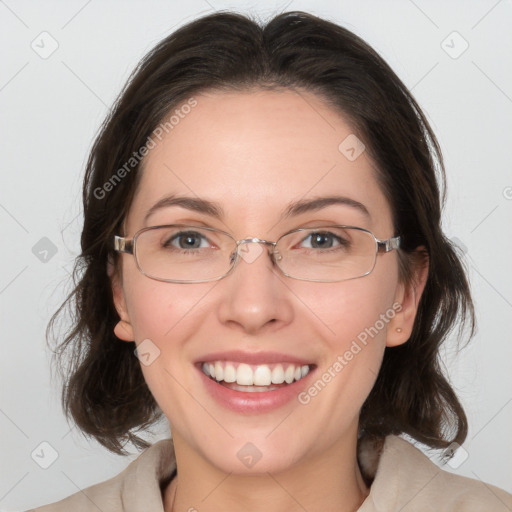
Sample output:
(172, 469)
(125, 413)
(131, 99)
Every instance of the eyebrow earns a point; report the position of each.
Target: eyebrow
(214, 209)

▶ _Your instructions_
Express the rows above as a numbered list with one line per item, omitting blank lines and leaving out the pictures.

▶ _Written response_
1. Sample output:
2. (172, 469)
3. (125, 413)
4. (131, 99)
5. Every instance of the eyebrow earns a point; report the position of each.
6. Target: eyebrow
7. (214, 209)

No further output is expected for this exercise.